↓↓↓

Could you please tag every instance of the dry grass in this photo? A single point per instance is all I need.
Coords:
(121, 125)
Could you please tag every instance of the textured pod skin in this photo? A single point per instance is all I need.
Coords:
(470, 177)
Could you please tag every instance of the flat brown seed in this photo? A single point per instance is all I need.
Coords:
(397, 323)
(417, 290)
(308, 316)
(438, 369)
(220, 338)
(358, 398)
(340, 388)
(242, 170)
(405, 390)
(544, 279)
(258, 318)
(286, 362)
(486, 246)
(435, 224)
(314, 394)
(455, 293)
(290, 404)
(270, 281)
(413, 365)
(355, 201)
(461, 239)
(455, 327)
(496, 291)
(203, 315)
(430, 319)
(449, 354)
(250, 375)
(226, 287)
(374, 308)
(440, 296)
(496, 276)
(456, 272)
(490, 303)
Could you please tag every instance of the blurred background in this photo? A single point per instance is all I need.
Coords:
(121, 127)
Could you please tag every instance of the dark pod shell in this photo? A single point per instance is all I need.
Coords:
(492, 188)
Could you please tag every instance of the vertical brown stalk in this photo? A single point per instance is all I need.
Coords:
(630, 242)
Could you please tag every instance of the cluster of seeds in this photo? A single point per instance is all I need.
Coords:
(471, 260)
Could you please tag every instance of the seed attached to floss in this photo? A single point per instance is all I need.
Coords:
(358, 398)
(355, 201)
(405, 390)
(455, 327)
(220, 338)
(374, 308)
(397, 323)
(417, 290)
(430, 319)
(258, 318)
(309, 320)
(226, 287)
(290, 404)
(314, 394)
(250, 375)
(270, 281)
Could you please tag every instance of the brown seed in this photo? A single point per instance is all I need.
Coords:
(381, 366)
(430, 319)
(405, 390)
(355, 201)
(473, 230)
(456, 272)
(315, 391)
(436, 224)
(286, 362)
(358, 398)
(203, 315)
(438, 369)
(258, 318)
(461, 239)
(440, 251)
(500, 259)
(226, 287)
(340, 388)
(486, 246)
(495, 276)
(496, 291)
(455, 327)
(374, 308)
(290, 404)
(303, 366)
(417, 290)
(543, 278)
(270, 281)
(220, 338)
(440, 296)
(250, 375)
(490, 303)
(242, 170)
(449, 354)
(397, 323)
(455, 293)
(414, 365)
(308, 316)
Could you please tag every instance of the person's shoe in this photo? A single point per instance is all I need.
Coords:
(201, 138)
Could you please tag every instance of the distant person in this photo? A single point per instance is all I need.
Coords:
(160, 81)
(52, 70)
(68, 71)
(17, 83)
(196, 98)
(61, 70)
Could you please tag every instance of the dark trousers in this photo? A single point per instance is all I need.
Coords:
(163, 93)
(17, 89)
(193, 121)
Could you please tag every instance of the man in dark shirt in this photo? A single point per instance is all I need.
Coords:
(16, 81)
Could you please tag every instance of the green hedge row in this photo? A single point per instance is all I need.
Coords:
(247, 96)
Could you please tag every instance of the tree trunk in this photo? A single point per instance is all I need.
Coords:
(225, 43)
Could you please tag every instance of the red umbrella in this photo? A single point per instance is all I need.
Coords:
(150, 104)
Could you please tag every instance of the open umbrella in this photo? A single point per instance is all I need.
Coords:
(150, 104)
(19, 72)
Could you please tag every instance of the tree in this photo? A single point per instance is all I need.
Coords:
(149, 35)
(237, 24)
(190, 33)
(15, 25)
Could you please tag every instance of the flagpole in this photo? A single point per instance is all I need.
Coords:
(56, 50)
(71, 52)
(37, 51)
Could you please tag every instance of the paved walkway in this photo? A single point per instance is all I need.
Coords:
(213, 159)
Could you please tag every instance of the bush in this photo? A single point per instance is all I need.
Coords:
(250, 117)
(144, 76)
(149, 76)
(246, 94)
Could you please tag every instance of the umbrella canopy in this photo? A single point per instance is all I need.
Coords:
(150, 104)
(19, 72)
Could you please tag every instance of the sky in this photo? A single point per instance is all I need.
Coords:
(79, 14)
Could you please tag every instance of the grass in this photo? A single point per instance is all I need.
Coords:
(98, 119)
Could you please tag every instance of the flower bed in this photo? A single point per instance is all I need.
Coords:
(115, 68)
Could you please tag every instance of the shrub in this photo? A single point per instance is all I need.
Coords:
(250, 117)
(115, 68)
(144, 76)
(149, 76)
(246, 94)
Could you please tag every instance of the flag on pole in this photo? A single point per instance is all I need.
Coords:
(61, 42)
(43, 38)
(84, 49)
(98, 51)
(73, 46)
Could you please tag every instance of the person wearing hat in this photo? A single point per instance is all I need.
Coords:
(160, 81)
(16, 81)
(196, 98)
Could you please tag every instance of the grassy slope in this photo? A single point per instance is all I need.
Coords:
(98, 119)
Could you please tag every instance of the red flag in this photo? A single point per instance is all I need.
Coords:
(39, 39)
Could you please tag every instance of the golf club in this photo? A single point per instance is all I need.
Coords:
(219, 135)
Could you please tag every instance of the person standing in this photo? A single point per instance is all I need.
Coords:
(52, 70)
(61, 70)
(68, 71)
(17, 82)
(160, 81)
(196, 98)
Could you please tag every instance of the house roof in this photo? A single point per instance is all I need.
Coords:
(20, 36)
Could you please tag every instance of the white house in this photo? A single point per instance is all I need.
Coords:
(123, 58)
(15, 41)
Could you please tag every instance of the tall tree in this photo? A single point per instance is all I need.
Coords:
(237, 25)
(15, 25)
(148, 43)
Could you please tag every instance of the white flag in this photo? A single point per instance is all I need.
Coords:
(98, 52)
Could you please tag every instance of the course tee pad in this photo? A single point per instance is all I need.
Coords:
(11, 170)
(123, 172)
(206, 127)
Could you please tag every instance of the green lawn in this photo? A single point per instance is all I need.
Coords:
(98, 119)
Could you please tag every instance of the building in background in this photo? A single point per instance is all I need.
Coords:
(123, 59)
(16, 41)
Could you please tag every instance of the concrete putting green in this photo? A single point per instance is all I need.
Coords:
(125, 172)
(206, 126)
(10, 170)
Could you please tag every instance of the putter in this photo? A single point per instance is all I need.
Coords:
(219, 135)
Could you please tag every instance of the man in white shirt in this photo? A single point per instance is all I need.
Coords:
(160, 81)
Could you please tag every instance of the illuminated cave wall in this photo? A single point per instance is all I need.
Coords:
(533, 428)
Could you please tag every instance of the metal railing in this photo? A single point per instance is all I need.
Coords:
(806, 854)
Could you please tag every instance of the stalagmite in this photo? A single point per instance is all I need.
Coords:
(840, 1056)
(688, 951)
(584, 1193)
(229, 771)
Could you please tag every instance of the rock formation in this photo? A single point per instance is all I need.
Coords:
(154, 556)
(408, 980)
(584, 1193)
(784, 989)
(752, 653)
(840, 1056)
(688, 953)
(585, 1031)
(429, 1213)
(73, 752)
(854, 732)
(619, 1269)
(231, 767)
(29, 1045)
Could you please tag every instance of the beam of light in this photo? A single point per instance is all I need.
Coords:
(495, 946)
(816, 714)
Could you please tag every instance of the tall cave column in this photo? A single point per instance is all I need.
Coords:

↑↑↑

Every line from above should appear again in the answer, exactly as written.

Response
Could you please tag every instance of the dry grass in this photo? A single point per instance is all I need.
Coords:
(121, 125)
Could you please tag every instance of the textured pod skin in this photo? A single point per instance is all I need.
Coords:
(470, 177)
Could you please tag every instance of the flat brown seed in this photo? A single point per instance is all I need.
Coords:
(397, 323)
(417, 290)
(308, 316)
(438, 369)
(220, 338)
(358, 398)
(340, 388)
(242, 170)
(405, 390)
(544, 279)
(258, 318)
(286, 362)
(486, 246)
(435, 224)
(314, 394)
(455, 293)
(290, 404)
(270, 281)
(413, 365)
(355, 201)
(461, 239)
(455, 327)
(496, 291)
(203, 315)
(430, 319)
(449, 354)
(250, 375)
(226, 287)
(374, 308)
(440, 296)
(496, 276)
(456, 272)
(490, 303)
Could you please tag every instance of the blurred background in this photo? A single point per instance is all I need.
Coords:
(121, 127)
Could you please tag every instance of the dark pod shell in this photo? A single point per instance is all I need.
Coords:
(492, 188)
Could you please tag every instance of the vertical brown stalk in this photo? A single point per instance is all I need.
Coords:
(630, 242)
Could you please tag every instance of the cluster of seeds in this photo? A single point per instance is all I need.
Coords:
(471, 260)
Could you please tag every instance of the seed attached to floss in this photo? A single point per instance is all I need.
Coords:
(358, 398)
(355, 201)
(405, 390)
(455, 327)
(220, 338)
(374, 308)
(397, 323)
(417, 290)
(430, 319)
(258, 318)
(309, 320)
(226, 287)
(290, 404)
(314, 394)
(250, 375)
(270, 281)
Could you please tag every instance of the brown seed in this photo? A single point per instance is all I need.
Coords:
(381, 366)
(430, 319)
(405, 390)
(355, 201)
(473, 230)
(456, 272)
(315, 391)
(436, 224)
(286, 362)
(358, 398)
(203, 315)
(438, 369)
(258, 318)
(461, 239)
(440, 251)
(500, 259)
(226, 287)
(340, 388)
(486, 246)
(495, 276)
(496, 291)
(455, 327)
(374, 308)
(290, 404)
(303, 366)
(417, 290)
(543, 278)
(270, 281)
(220, 338)
(440, 296)
(250, 375)
(490, 303)
(242, 170)
(449, 354)
(397, 323)
(455, 293)
(414, 365)
(308, 316)
Could you please tag every instance of the person's shoe in this photo? A single point per instance is all I need.
Coords:
(201, 138)
Could you please tag every instance of the distant person in this photo? A single point per instance is all I need.
Coords:
(160, 81)
(52, 70)
(68, 71)
(17, 83)
(196, 98)
(61, 70)
Could you please tag every instance of the dark trousers in this photo? A single point per instance is all I need.
Coords:
(163, 93)
(17, 89)
(193, 121)
Could you please tag every instance of the man in dark shirt in this photo? A single point per instance is all I need.
Coords:
(16, 81)
Could you please tag every instance of the green hedge row in this photo? A single point per instance is all I need.
Coords:
(247, 96)
Could you please tag every instance of the tree trunk in this photo? A single point per instance is all I need.
Coords:
(225, 43)
Could you please tag every instance of the red umbrella in this photo? A single point per instance is all I need.
Coords:
(150, 104)
Could you please tag every instance of the open umbrella in this photo? A single point per instance is all I need.
Coords:
(150, 104)
(19, 72)
Could you please tag every instance of the tree in this photo? A single point per instance is all I need.
Coords:
(149, 35)
(237, 24)
(190, 33)
(15, 25)
Could you please tag every instance of the flagpole in this photo? A single point per instance is all I need.
Coords:
(56, 50)
(71, 52)
(37, 51)
Could you please tag every instance of the paved walkway in this photo? A single point per instance is all I need.
Coords:
(213, 159)
Could you please tag every instance of the bush in this photo? A single point per instance is all I need.
Coords:
(250, 117)
(144, 76)
(149, 76)
(246, 94)
Could you please tag every instance of the umbrella canopy in this photo? A single point per instance is all I need.
Coords:
(150, 104)
(19, 72)
Could you please tag every instance of the sky in this photo? A single point per instance is all I need.
Coords:
(79, 14)
Could you please tag every instance of the grass in this photo? A single point per instance is all I need.
Coords:
(98, 119)
Could you please tag every instance of the flower bed in this photo? A single point per instance is all I need.
Coords:
(115, 68)
Could you please tag every instance of the shrub in this photo? A single point per instance is all I need.
Coords:
(250, 117)
(115, 68)
(144, 76)
(149, 76)
(246, 94)
Could you please tag every instance of the flag on pole in this photo? A single point per instance is all I need.
Coords:
(61, 42)
(43, 38)
(84, 49)
(98, 51)
(73, 46)
Could you please tag every instance of the person wearing hat in this photo? A single point per instance is all I need.
Coords:
(160, 81)
(16, 81)
(196, 98)
Could you please tag every instance of the grassy slope in this photo? A single point per instance is all I need.
Coords:
(98, 119)
Could you please tag every instance of the red flag in this photo? A single point per instance is all I need.
Coords:
(39, 39)
Could you please tag every instance of the golf club in this photo? A single point per instance is all I need.
Coords:
(219, 135)
Could you please tag every instance of the person standing in this photo? A single point per instance is all I need.
Coords:
(52, 70)
(61, 70)
(68, 71)
(17, 82)
(160, 81)
(196, 98)
Could you please tag every instance of the house roof in this photo? A single point per instance is all I need.
Coords:
(20, 36)
Could you please tag every instance of the white house in this photo? A single point per instance is all I need.
Coords:
(123, 58)
(15, 41)
Could you please tag every instance of the tall tree in this photo? A single point per instance is all I need.
Coords:
(237, 25)
(15, 25)
(148, 43)
Could you please tag every instance of the white flag in this photo? A single point per instance is all I need.
Coords:
(98, 52)
Could you please tag every instance of the course tee pad in this photo? A single point per instance is all I need.
Coords:
(11, 170)
(123, 172)
(206, 127)
Could you please tag every instance of the green lawn in this photo? A single point per instance is all I need.
Coords:
(98, 119)
Could you please tag every instance of the building in background in this photo? A single point per instance is all I need.
Coords:
(123, 59)
(16, 41)
Could you please tag every instance of the concrete putting green in this photo? A single point per instance is all I need.
Coords:
(125, 172)
(206, 126)
(10, 170)
Could you please tag every instance of the putter in this photo? A single point per instance is all I need.
Coords:
(219, 135)
Could you please tag every instance of the man in white shirt in this photo? A single point per instance is all I need.
Coords:
(160, 81)
Could you please tag every instance of the illuminated cave wall in this photo? A single point per instance is all I need.
Coords:
(533, 428)
Could you please tag every instance of the metal railing in this photo? A single point per instance is all I need.
Coords:
(806, 854)
Could you please tag every instance of the stalagmite in this photo? A single point per instance is all I need.
Coords:
(840, 1056)
(688, 951)
(584, 1193)
(229, 771)
Could you please tag every instance of the rock formation in this photo? A single point per instance is all I need.
Coords:
(154, 556)
(408, 980)
(584, 1193)
(784, 989)
(752, 653)
(840, 1056)
(688, 953)
(585, 1031)
(429, 1213)
(73, 752)
(854, 732)
(619, 1269)
(231, 767)
(29, 1045)
Could you please tag every instance of the beam of light in this photo? A single point per instance is all I need.
Coords:
(495, 946)
(816, 714)
Could you please tag every instance of the tall cave column in this photo? A single point per instance is all I need.
Coords:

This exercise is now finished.